## PROBLEM STATEMENT
Locate each line of the data below that contains the word "board" and copy those lines out. Case counts.

Start of DATA FOR THE TASK

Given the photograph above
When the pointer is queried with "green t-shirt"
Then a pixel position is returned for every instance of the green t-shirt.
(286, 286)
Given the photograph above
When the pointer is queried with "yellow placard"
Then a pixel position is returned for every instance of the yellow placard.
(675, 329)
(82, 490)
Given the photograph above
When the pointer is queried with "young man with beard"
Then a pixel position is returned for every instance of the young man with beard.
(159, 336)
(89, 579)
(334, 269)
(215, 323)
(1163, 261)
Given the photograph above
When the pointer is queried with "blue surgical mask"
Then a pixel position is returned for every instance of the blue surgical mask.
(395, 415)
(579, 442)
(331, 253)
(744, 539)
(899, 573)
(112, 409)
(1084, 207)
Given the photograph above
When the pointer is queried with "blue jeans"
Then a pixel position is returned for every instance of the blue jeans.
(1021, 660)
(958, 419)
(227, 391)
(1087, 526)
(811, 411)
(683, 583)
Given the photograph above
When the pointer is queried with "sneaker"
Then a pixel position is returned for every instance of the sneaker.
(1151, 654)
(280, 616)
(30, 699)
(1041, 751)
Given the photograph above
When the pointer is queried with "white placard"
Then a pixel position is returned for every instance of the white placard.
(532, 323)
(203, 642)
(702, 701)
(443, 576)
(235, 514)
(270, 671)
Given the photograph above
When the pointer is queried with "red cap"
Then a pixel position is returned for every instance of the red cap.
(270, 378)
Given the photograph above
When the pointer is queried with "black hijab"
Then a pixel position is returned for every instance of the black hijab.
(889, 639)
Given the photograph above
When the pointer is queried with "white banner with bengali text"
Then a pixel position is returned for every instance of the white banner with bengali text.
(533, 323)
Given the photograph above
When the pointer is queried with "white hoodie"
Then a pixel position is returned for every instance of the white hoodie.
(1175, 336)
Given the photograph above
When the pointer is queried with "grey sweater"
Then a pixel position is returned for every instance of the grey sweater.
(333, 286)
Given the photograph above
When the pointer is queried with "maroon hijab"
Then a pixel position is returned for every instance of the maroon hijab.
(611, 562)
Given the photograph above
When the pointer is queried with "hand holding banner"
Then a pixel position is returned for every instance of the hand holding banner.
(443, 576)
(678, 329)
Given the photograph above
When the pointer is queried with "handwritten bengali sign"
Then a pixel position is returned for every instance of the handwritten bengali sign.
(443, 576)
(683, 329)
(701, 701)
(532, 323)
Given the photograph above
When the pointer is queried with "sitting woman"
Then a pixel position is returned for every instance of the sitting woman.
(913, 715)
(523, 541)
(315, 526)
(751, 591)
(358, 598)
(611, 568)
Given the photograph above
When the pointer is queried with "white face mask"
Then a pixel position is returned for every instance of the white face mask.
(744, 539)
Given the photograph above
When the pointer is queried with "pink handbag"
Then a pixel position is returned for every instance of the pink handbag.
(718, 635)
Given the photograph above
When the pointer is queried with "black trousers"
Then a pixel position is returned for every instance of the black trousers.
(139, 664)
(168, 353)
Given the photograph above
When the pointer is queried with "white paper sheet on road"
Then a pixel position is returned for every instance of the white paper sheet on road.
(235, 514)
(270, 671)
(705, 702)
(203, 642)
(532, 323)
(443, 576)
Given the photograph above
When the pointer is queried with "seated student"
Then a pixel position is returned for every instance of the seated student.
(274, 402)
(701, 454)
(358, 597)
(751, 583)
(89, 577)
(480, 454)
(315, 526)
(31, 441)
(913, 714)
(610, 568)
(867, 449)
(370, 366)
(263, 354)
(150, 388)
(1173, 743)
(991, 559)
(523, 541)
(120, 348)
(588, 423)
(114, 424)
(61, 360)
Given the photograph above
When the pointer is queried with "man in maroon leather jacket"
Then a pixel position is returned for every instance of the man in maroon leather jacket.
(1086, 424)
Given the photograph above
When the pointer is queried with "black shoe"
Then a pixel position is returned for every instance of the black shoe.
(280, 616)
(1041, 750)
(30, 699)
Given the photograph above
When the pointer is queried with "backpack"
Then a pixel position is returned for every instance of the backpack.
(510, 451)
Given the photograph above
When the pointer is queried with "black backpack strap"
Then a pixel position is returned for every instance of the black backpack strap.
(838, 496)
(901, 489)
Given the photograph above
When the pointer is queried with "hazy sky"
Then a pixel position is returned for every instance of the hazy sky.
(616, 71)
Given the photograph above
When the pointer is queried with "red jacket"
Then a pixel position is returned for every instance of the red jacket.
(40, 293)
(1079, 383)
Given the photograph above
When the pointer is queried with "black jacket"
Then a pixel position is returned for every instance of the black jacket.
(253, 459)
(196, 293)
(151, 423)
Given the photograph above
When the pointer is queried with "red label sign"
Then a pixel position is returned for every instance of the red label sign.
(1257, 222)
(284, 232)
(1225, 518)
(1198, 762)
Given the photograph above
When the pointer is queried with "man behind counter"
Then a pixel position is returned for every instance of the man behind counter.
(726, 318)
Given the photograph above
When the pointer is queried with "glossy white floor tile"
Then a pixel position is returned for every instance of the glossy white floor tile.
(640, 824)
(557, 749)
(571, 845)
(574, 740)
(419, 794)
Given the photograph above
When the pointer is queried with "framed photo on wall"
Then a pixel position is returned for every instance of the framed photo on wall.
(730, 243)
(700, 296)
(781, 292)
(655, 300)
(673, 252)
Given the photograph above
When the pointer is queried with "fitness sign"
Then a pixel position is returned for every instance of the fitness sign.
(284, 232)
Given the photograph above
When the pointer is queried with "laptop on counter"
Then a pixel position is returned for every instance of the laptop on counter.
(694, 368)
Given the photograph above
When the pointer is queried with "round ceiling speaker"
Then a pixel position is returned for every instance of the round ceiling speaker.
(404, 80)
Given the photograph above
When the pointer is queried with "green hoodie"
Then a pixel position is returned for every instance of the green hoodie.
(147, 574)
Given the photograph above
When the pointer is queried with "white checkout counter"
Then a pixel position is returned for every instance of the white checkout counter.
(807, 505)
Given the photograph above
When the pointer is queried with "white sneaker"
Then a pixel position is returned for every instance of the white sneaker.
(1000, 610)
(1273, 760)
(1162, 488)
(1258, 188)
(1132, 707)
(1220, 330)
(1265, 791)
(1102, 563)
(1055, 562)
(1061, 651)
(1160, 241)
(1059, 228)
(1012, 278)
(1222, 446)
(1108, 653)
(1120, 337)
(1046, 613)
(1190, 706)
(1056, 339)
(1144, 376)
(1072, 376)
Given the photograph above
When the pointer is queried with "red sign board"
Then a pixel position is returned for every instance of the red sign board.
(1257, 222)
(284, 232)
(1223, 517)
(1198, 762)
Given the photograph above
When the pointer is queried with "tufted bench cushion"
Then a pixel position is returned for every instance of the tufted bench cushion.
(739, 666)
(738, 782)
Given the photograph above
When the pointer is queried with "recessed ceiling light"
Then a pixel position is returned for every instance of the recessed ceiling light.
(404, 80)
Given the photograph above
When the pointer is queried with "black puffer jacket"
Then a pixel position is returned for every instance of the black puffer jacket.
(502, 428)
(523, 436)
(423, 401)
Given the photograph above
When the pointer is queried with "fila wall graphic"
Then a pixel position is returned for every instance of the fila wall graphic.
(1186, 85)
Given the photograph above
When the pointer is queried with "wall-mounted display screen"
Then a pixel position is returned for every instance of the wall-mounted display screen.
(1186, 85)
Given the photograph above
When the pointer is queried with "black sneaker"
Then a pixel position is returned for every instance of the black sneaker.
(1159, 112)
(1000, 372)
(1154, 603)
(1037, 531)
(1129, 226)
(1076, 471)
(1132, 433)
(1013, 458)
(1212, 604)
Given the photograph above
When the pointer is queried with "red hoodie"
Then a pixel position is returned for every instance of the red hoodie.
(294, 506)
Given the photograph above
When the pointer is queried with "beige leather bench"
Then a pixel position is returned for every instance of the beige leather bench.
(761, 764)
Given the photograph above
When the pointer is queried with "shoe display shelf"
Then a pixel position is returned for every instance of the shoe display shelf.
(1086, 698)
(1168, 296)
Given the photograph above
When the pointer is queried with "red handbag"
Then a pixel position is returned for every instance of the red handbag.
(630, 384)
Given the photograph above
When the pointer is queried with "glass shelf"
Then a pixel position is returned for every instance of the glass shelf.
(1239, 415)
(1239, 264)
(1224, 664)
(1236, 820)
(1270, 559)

End of DATA FOR THE TASK

## RESPONSE TO THE TASK
When the pointer is queried with "red sign board"
Then a pixel position is returned for every instance of the red sign board.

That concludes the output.